3.3. Extraction of Benchmark Data

The initial step in the process is to obtain review data from the source of benchmark data. The information is taken from postings, comments, reviews, and tweets. Before extracting data from the needed media, search parameters were established for themes and customer evaluations. Twitter tweets, movie reviews, news feeds, product reviews, and Facebook postings are some of the sources of frequently utilized datasets. The extracted data are fed into the system at this step, which is used for data mining and analysis. This stage serves as the central component of the sentiment analysis process. The following datasets of customer reviews have been selected for this purpose and are displayed in

Table 1. Experimental datasets applied in the proposed study.

Sr#	Datasets	Positive Instances	Negative Instances	Total Instances
1	Amazon-Fine-Food-Reviews	21,784	3216	25,000
2	Cell Phones and Accessories	88,516	11,484	100,000
3	Amazon-Products	13,251	749	14,000
Yi-Jen Mon	Yi-Jen Mon	25,000	25,000	50,000
5	Yelp	3266	734	4000

.

3.4. Data Preprocessing

Data preprocessing is a crucial phase in text data analysis [35]. Due to the repetitions and redundancies in tweets, blogs, reviews, and other types of text, text data become more complicated. Data normalization uses data preprocessing as a filtering method. The normalization, word tokenization [36], removing stop words, removing extra spaces, padding, changing the text data to lowercase, and removing hashtagging are examples of data preprocessing, etc. This work implemented various tasks to achieve the data in the desired format.

3.4.1. Erase Punctuation

Punctuation accounts for almost 40 to 50 percent of the text in a written document. Punctuation has no bearing on the outcome of any sentiment analysis model. It is critical to remove these punctuations since they have no bearing on the sentiment analysis.

In this stage, we removed all punctuation from the text and presented the data in their normalized form. The resultant text is simplified and summarised. All punctuation was deleted from the document. This example demonstrates the need to remove punctuation from the text: “Good day, everyone!!!!! I’ve been with IDS since 2012.”, can be transformed into “Hello everyone I’ve been with IDS since 2012”.

[Point-based annotation data]
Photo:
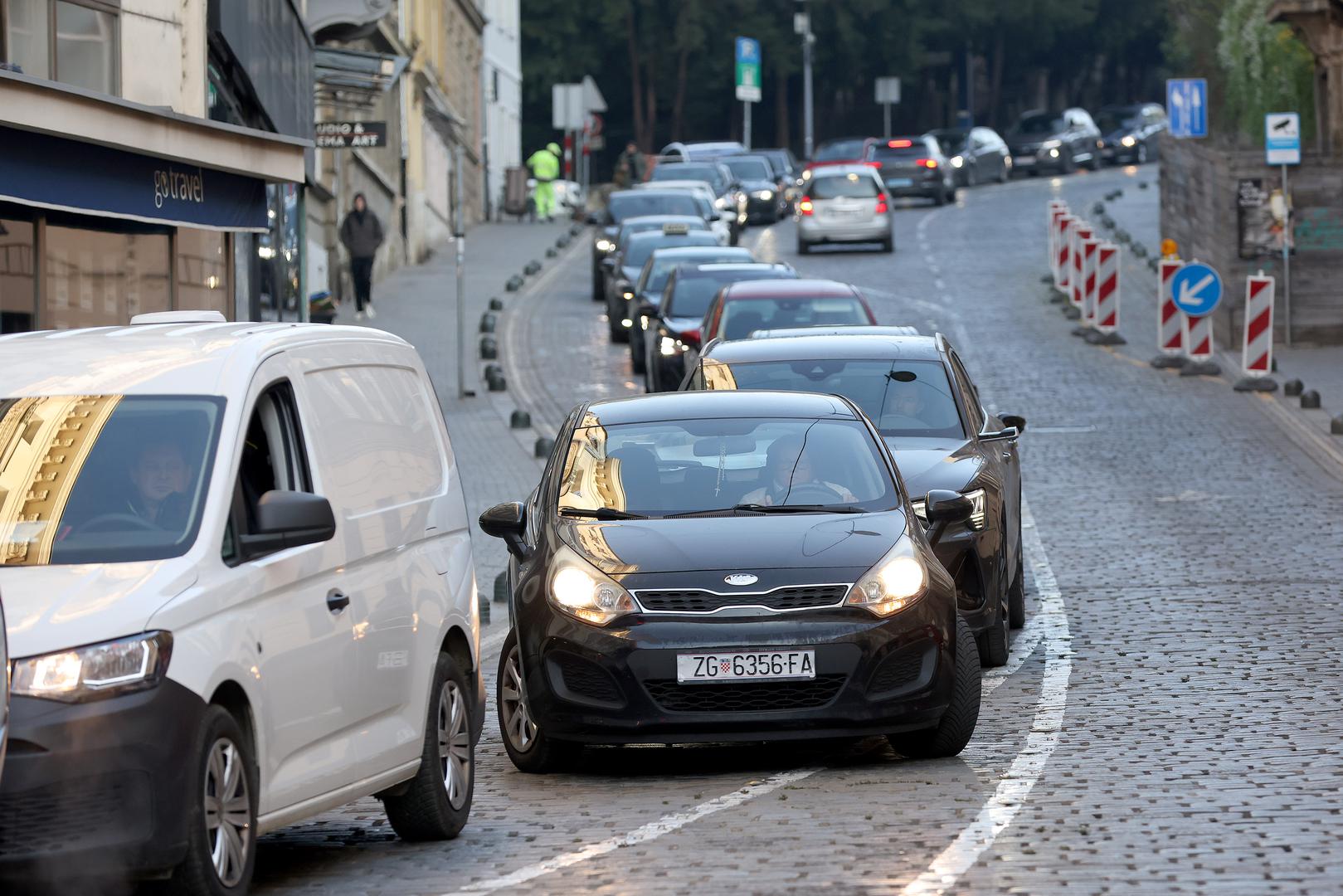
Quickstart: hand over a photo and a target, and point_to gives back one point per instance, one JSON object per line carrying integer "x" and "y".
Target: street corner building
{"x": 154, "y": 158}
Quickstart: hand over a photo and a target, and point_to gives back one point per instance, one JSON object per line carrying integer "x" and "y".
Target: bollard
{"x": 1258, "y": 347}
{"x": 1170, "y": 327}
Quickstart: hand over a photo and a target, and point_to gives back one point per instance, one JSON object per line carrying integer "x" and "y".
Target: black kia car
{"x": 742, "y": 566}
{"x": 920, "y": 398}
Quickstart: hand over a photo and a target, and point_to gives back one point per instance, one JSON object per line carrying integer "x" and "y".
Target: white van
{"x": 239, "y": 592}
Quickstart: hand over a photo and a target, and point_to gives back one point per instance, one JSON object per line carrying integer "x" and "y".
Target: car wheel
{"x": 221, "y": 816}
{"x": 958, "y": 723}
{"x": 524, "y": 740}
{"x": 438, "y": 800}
==
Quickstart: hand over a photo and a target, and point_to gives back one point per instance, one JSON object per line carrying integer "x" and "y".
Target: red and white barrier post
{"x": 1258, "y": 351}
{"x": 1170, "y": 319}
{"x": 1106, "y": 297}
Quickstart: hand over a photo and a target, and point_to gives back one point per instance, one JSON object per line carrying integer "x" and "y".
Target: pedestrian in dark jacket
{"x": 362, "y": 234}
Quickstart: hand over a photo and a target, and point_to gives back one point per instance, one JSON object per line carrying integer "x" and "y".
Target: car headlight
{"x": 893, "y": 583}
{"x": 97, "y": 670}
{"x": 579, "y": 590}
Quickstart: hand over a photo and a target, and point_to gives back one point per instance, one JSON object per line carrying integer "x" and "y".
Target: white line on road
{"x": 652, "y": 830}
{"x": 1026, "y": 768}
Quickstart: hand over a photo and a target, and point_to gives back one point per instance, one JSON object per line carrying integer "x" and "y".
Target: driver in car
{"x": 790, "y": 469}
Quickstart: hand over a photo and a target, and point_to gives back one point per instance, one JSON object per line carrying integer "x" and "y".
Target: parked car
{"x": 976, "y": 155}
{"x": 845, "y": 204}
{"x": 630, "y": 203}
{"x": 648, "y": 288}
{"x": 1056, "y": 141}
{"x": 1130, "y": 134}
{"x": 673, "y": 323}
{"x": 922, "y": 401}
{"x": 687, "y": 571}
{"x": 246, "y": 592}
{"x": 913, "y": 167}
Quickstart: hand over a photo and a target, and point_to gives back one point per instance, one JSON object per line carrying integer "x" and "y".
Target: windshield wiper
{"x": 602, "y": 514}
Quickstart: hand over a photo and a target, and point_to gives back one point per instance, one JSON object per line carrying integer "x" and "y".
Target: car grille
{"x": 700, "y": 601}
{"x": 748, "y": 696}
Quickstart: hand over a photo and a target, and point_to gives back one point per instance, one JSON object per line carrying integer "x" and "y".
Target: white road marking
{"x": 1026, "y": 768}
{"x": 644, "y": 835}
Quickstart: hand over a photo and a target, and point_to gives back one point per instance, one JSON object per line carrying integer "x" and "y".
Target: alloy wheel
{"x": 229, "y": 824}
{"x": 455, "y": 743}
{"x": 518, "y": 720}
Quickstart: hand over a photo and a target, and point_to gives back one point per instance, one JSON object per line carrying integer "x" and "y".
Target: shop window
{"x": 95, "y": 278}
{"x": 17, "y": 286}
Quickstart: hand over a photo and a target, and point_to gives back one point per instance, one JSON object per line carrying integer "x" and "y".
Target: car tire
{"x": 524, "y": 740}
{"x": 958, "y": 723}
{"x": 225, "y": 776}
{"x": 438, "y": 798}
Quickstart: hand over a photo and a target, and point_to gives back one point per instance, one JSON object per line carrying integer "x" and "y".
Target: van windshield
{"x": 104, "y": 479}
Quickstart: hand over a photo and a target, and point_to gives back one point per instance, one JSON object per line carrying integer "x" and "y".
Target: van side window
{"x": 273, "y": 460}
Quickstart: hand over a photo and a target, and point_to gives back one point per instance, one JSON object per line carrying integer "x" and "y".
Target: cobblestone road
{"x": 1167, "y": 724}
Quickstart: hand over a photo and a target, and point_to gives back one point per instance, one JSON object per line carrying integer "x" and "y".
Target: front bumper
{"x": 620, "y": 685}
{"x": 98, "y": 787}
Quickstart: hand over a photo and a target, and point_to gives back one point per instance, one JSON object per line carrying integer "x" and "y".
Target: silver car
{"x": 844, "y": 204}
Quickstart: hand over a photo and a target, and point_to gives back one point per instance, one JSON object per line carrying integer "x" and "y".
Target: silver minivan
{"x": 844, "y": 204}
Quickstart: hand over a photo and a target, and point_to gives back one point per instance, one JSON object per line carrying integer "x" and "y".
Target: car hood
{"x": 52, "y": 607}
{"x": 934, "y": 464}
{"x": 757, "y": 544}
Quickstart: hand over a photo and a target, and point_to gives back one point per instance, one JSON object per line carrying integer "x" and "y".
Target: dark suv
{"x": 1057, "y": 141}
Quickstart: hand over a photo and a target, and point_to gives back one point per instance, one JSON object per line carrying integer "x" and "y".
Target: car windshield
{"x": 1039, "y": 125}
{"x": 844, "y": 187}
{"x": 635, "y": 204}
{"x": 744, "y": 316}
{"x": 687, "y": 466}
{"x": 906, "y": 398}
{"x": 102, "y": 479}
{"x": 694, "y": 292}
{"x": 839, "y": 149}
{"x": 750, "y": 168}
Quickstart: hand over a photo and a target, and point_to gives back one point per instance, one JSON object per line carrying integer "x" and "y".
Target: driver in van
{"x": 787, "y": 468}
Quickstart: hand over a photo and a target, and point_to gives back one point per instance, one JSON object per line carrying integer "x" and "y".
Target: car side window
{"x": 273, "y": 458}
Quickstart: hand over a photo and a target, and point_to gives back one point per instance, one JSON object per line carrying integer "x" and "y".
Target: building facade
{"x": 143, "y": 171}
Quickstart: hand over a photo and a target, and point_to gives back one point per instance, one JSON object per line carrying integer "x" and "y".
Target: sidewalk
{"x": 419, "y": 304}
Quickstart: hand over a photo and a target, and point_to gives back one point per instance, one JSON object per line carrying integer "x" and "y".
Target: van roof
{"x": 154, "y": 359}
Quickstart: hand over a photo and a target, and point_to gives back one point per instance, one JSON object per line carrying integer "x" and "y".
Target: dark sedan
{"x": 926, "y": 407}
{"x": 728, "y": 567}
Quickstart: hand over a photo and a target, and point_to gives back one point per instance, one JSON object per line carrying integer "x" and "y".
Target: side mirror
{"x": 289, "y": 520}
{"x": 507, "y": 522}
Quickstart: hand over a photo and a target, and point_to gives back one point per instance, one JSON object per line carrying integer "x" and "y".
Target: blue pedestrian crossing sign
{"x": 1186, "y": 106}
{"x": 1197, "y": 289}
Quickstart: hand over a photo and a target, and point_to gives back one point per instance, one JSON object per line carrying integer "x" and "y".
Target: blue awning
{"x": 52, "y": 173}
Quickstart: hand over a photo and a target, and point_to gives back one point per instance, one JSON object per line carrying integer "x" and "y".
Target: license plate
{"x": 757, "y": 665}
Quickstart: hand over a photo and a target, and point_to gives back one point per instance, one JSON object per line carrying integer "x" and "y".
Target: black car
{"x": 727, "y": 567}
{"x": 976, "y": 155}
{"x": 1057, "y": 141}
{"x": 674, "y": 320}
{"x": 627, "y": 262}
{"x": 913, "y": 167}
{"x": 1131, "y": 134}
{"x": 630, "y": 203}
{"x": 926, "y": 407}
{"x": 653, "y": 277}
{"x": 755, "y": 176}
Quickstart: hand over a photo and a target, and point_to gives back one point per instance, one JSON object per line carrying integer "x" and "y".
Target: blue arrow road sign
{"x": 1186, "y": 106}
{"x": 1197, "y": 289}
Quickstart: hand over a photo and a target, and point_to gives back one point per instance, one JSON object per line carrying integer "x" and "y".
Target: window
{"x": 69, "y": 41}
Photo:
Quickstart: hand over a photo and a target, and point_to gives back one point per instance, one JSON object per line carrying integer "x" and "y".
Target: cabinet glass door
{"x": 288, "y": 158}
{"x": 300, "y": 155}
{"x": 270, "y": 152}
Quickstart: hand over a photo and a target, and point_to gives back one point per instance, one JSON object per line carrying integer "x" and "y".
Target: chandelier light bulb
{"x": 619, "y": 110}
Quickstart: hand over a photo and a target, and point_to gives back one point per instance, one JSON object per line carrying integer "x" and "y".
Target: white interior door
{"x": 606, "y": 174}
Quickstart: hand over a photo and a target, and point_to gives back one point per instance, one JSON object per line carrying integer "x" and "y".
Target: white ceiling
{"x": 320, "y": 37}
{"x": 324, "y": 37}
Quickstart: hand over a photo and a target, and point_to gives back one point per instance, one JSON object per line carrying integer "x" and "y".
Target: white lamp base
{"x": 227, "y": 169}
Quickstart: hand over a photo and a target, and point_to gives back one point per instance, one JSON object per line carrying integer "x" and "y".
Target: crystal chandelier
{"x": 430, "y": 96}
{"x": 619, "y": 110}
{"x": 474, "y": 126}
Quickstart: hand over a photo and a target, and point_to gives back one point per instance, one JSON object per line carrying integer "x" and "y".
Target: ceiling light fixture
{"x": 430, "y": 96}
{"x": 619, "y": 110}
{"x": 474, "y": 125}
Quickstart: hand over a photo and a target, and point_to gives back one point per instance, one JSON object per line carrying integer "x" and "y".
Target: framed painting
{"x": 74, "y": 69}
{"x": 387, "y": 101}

(Required tasks):
(1) Select each line in the listing that contains the string "white", matching uppercase and lowercase exactly.
(2) Pick up the passage on preparing review data for sentiment analysis right after its final sentence and keep writing.

(Results for each task):
(1)
Target: white van
Target: red and white barrier post
Target: white line on road
Target: white road marking
Target: white interior door
Target: white ceiling
Target: white lamp base

(2)
3.4.2. Convert the Text Data to Lowercase

In the customer reviews, consumers enter material without following grammar norms, in that the entered text contains both lower and upper case characters. Many of the methods utilized in the study are case-sensitive. As a result, the classifier has difficulty determining the polarity of the provided text. Such an issue may be avoided simply by changing the entire text to a standard format. Conversely, if we wish to perform the same process manually, the lower (txt) statement is used. It transforms all upper case text to lower case while leaving the other characters untouched. The following example illustrates how to convert text data to lower case: “I Am A Senior Big Data Analyst in Islamabad” may be translated to lowercase as “I am a senior big data analyst in Islamabad”.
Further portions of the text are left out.